Exercise description
In the entries below, find the line containing "of the steep", then copy it and every later line exactly, ending with the last line.

Extracted data
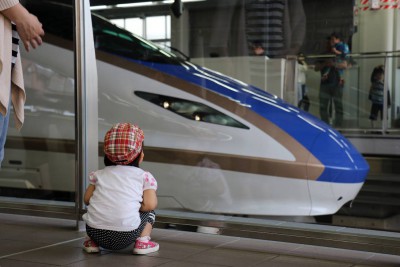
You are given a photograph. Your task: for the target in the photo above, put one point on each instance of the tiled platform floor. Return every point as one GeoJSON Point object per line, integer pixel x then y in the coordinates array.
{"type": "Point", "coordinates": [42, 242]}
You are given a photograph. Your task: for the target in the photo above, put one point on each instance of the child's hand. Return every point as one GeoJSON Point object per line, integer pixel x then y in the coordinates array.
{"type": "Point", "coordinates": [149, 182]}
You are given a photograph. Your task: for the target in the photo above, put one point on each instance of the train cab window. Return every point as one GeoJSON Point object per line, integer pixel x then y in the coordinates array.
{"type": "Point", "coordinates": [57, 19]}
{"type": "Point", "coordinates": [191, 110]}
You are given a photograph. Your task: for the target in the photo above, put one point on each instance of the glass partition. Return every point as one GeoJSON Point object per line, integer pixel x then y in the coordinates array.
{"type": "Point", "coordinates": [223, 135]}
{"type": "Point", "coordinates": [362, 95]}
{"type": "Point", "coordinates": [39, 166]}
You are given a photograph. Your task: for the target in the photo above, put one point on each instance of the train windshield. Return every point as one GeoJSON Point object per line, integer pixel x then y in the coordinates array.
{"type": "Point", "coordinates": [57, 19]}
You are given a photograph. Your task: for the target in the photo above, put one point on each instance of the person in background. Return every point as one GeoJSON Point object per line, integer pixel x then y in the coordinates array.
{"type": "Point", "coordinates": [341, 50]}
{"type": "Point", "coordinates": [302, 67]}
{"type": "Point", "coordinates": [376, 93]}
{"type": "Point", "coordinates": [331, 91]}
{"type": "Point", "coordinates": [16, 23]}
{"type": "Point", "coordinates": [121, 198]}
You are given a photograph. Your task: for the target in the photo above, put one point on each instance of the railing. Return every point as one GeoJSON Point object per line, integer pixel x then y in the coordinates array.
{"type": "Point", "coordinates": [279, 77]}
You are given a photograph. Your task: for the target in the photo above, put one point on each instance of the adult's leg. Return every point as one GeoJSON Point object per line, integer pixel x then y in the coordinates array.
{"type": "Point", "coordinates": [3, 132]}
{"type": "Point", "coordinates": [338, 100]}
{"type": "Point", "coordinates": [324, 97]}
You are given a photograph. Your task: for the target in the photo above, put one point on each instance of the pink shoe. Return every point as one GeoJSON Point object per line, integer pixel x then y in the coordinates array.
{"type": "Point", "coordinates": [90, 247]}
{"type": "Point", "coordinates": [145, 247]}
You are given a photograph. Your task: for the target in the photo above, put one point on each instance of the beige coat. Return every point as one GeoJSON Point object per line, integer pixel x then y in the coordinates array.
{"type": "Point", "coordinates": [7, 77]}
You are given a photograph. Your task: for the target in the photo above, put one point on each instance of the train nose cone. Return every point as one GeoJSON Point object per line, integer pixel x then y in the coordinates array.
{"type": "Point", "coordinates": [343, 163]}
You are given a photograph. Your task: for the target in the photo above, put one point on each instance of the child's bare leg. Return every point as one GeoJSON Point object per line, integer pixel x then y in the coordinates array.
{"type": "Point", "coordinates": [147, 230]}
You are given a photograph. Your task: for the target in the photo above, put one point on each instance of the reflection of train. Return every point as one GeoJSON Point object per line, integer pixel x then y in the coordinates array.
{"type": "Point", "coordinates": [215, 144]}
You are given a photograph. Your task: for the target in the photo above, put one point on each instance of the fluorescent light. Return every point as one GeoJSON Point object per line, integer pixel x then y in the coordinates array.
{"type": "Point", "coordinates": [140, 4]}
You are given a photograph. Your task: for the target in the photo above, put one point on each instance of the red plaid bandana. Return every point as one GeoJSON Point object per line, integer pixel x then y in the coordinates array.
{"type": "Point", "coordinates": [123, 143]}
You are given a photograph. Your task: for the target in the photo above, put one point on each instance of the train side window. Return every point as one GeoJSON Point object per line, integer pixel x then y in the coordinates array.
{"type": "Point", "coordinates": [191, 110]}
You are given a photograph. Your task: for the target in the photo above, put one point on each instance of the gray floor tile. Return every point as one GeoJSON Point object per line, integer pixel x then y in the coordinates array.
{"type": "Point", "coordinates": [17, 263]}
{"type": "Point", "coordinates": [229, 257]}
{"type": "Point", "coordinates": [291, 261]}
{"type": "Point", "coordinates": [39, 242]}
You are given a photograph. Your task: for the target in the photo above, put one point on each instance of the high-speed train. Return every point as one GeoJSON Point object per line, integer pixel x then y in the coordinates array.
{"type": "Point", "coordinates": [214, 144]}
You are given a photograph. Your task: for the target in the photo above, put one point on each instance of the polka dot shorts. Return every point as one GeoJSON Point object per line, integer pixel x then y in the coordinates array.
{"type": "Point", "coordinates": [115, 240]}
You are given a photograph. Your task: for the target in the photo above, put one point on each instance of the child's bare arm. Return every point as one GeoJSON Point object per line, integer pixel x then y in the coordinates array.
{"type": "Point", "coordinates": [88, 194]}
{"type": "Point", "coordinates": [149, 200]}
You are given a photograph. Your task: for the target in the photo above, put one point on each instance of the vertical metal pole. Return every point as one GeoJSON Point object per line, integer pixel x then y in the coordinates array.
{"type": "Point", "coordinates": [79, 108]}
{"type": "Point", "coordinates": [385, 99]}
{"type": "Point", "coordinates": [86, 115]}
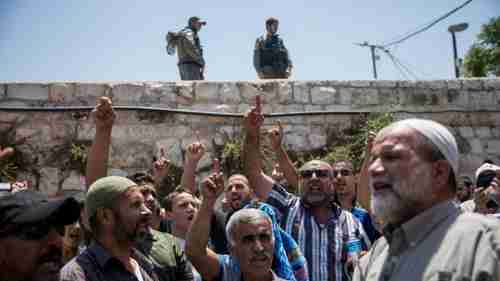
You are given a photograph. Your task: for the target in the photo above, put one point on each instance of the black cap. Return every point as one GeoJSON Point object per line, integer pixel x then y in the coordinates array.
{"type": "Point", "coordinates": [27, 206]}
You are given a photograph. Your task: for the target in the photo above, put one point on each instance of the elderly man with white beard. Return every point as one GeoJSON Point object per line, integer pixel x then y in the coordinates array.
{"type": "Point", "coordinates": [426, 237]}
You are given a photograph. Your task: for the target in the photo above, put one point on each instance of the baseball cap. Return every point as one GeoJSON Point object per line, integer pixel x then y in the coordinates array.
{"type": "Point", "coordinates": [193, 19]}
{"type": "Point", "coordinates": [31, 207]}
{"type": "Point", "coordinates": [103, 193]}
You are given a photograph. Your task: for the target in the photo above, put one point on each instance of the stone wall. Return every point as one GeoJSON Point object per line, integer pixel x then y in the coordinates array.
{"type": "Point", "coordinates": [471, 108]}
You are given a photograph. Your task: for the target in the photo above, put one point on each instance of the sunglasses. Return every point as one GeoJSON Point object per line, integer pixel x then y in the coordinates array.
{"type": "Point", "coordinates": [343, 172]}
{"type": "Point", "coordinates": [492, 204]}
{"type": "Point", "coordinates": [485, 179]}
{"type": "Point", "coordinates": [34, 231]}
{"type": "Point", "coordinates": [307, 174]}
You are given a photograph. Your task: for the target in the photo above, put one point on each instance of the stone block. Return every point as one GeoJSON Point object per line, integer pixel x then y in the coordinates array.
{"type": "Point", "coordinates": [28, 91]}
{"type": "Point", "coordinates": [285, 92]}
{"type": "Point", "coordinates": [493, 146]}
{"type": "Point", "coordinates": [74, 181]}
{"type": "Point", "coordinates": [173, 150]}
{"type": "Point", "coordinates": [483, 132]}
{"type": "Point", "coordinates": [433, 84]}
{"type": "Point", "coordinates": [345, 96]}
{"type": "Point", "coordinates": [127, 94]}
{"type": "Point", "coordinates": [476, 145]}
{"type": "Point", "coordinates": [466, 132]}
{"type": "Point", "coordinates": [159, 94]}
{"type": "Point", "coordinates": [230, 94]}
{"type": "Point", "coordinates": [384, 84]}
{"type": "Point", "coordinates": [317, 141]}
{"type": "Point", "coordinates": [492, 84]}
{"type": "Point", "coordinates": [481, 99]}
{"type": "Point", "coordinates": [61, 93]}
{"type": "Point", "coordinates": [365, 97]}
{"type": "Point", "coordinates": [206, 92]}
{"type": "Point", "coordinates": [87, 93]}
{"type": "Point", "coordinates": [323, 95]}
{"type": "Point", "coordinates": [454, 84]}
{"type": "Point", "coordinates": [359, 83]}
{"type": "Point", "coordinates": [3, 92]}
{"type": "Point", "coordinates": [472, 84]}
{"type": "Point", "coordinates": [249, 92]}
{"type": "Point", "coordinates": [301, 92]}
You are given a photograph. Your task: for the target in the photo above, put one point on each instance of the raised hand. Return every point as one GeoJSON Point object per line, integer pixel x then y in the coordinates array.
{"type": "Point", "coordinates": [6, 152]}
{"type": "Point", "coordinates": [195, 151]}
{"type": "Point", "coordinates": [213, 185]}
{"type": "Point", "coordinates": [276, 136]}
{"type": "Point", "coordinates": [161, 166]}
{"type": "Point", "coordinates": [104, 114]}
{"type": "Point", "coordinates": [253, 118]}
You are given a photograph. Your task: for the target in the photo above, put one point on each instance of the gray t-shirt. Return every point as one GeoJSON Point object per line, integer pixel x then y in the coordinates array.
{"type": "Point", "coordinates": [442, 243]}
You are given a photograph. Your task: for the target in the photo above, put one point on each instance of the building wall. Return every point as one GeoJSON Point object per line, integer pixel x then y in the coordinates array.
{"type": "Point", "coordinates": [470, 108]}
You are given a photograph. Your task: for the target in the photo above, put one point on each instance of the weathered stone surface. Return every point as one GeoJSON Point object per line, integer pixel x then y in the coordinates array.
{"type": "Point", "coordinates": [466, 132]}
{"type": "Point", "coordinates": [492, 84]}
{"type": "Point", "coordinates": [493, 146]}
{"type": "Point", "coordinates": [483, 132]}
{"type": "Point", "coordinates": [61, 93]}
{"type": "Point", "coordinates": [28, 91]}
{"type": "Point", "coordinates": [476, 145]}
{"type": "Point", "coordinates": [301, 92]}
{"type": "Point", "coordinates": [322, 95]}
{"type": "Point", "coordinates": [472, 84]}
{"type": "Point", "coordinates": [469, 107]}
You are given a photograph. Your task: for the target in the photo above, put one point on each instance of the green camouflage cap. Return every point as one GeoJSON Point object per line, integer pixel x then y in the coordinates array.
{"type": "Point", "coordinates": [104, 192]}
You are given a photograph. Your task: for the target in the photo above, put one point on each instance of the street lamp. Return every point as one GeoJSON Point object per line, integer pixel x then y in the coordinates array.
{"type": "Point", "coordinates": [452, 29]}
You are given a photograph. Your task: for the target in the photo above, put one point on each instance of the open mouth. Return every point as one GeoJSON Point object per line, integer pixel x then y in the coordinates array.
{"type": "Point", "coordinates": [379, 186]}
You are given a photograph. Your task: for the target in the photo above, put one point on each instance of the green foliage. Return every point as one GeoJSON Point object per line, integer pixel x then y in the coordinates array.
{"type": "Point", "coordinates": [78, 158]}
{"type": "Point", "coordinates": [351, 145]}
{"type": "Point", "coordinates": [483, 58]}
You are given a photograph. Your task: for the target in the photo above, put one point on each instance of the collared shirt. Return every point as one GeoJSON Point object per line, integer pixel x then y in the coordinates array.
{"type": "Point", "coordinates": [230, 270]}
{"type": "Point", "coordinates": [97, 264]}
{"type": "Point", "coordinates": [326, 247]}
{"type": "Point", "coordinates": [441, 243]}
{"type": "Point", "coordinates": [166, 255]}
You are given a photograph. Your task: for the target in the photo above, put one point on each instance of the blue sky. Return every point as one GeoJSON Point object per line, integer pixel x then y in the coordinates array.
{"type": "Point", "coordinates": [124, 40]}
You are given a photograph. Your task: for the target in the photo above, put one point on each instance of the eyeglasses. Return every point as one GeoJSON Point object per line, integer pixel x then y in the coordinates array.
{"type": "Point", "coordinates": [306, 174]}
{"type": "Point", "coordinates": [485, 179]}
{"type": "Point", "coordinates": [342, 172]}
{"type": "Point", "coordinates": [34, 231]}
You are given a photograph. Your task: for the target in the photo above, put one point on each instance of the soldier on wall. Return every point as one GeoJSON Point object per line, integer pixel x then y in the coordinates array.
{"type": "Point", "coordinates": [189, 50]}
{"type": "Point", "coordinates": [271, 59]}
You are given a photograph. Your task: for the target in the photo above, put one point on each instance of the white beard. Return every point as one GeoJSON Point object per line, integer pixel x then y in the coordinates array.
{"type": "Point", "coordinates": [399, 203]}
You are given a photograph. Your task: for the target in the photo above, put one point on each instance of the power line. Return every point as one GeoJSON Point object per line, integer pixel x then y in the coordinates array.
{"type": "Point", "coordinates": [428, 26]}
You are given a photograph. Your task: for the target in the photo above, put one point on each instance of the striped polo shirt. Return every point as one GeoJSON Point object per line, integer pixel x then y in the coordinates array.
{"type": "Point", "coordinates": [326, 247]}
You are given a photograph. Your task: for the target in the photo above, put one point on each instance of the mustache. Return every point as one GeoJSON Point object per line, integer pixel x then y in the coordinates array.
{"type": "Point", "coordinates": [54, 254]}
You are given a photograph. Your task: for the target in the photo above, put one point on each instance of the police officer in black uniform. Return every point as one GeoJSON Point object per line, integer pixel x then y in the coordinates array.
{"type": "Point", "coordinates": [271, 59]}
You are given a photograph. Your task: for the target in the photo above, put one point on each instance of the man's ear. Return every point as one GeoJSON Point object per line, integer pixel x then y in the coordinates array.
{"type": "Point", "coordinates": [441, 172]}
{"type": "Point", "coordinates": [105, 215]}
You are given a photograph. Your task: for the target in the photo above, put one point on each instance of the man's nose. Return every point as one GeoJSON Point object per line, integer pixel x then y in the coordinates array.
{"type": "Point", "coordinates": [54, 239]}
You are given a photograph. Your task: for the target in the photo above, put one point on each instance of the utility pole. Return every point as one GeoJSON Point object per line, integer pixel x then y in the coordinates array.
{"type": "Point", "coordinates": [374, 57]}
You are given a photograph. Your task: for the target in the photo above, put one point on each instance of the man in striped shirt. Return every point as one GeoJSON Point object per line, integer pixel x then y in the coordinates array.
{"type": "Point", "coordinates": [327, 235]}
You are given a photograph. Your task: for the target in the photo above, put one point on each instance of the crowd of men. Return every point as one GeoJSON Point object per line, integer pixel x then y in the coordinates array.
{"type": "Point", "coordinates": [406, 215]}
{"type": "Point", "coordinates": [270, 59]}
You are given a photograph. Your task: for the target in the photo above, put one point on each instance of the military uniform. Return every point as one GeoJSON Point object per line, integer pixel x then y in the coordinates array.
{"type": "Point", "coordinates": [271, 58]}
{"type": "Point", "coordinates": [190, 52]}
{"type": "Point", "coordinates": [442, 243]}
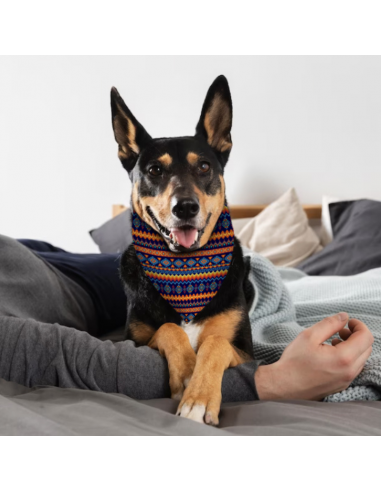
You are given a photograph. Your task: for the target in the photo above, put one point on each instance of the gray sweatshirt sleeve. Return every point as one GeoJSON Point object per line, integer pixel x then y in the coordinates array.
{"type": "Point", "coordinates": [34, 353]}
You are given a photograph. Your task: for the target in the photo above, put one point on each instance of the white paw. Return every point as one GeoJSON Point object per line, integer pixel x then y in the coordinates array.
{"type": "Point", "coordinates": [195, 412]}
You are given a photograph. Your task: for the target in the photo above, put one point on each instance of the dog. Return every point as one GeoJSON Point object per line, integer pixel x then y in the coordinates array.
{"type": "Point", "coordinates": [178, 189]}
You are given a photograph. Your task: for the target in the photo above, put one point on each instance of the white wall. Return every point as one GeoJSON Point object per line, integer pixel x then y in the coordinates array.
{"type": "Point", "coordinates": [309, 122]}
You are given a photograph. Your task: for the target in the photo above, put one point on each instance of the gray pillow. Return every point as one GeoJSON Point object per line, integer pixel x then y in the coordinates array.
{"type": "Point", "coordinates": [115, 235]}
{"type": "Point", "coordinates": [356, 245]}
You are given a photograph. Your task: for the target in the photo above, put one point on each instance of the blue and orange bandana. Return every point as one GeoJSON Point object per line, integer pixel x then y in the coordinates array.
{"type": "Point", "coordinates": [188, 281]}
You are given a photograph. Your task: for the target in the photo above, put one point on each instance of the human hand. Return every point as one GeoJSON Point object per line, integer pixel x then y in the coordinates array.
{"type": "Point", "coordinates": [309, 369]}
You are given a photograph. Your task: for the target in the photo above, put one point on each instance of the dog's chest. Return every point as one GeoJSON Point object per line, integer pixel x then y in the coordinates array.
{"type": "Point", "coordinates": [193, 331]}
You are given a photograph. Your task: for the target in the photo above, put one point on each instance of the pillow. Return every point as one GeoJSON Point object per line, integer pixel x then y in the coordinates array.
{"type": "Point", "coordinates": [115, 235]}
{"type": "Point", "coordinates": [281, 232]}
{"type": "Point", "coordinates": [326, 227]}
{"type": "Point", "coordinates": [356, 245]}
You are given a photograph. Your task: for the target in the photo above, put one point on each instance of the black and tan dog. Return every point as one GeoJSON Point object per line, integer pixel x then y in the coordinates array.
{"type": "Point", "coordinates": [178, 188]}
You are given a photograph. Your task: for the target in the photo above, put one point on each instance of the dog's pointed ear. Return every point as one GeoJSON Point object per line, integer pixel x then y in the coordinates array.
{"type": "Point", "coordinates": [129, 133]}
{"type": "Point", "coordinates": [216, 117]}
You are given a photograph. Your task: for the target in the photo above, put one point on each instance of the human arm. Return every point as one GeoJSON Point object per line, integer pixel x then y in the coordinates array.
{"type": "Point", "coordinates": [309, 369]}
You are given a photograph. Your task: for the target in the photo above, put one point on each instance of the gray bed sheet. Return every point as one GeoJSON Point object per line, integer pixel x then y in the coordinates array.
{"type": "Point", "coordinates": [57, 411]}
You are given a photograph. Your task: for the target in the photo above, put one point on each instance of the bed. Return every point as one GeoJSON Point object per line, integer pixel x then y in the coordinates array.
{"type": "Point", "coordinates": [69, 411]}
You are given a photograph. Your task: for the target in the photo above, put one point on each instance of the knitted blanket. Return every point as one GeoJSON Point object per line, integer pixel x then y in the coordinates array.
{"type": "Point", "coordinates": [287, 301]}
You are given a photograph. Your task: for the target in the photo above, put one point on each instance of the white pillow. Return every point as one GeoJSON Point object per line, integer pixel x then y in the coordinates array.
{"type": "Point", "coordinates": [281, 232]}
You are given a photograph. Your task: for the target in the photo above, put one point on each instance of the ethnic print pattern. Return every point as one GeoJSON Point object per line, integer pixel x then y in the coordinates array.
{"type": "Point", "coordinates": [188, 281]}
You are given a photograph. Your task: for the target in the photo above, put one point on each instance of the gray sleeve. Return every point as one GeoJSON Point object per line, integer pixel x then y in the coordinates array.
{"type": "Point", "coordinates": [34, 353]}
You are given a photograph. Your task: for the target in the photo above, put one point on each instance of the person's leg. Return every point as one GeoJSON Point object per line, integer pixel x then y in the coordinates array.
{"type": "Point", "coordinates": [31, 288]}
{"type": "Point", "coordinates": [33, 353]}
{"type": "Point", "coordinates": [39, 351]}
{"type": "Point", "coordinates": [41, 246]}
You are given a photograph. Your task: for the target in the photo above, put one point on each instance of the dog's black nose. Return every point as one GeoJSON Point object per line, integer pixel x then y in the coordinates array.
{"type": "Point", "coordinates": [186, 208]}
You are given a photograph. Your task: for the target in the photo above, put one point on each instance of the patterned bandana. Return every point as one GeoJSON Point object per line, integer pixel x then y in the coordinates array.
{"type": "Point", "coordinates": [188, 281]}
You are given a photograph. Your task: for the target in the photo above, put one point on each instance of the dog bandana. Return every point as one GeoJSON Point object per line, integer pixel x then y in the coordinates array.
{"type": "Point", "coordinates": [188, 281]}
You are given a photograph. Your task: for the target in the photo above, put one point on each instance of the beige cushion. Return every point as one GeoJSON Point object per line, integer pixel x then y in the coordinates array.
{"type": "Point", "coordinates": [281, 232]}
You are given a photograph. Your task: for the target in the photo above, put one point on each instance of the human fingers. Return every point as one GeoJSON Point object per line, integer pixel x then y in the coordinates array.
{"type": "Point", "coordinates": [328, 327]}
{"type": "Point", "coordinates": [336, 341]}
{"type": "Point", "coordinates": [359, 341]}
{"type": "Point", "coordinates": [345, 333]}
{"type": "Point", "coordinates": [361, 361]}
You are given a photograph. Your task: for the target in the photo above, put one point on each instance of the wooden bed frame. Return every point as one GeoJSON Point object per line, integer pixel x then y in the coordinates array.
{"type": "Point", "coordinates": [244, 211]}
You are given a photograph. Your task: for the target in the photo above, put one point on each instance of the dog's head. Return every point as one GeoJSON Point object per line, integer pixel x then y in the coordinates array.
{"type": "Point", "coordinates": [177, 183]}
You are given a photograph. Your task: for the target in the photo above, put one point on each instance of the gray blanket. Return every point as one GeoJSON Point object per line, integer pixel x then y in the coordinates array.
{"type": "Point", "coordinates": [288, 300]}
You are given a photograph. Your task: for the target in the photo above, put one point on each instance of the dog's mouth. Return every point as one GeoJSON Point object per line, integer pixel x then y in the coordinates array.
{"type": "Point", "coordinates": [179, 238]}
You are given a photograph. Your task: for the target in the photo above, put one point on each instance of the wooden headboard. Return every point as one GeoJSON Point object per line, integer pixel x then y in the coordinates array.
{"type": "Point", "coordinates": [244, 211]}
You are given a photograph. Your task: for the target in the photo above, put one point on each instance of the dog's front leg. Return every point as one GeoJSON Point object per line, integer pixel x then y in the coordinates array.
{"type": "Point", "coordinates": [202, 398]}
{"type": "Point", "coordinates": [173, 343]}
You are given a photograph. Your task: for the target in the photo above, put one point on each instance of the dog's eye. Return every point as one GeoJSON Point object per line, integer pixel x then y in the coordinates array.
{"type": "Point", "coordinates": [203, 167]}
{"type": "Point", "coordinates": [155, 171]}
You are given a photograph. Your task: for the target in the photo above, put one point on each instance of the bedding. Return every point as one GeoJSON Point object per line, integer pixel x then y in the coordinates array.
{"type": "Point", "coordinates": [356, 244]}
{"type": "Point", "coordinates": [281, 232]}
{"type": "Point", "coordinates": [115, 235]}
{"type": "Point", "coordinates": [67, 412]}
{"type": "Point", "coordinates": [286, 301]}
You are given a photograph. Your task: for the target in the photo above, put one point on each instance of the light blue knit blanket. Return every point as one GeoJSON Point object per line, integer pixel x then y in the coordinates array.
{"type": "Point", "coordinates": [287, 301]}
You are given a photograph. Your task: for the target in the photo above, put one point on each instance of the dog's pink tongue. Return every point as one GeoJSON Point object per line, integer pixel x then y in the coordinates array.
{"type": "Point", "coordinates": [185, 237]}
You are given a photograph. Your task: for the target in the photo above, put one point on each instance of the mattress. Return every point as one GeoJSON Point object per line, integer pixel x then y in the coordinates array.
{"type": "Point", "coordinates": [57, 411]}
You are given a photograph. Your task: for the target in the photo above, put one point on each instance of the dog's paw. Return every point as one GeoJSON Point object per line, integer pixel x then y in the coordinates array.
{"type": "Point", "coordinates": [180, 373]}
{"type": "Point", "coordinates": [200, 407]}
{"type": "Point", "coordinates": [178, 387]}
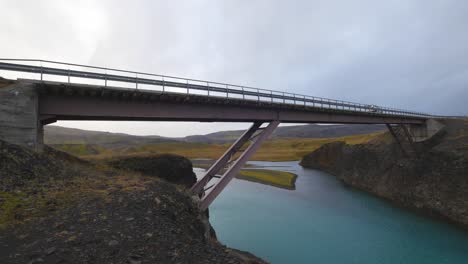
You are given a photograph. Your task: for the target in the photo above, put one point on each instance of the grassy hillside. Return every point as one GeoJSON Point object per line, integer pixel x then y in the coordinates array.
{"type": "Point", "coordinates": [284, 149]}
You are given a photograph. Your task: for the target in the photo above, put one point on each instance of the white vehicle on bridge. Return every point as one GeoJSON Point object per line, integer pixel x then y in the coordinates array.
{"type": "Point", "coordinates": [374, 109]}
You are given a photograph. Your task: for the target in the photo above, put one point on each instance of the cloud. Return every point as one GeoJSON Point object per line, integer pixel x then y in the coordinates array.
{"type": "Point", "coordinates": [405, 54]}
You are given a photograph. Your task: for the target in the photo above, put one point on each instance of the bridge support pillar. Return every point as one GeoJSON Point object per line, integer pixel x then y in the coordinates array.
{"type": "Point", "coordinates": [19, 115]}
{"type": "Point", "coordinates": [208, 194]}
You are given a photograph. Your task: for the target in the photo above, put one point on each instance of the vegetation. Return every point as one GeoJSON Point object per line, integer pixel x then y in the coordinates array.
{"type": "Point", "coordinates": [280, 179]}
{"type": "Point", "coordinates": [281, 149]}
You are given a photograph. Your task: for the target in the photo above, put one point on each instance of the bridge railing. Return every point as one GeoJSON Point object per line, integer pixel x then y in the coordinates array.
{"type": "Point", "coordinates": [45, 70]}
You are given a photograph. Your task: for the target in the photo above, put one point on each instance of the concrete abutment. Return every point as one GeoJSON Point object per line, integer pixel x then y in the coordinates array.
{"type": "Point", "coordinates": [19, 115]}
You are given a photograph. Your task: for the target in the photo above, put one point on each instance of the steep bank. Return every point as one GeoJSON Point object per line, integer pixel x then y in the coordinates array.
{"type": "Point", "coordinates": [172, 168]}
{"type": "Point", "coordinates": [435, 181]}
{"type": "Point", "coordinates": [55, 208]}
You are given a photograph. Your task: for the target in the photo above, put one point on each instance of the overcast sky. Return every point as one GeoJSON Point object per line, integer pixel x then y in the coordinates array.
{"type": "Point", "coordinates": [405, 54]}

Result
You are given a photograph. Your task: for the target in the photo above, put one point on each instance of the steep bank. Return every point as one GeoJSON Point object per line, integer pixel x then y in the coordinates array.
{"type": "Point", "coordinates": [172, 168]}
{"type": "Point", "coordinates": [435, 181]}
{"type": "Point", "coordinates": [55, 208]}
You are given a photograph. Your task: for the target in the photo above, put one point on each instance of the overcast sky. Return every point as one GeoJSON Point object per line, integer pixel x then y in the coordinates array.
{"type": "Point", "coordinates": [405, 54]}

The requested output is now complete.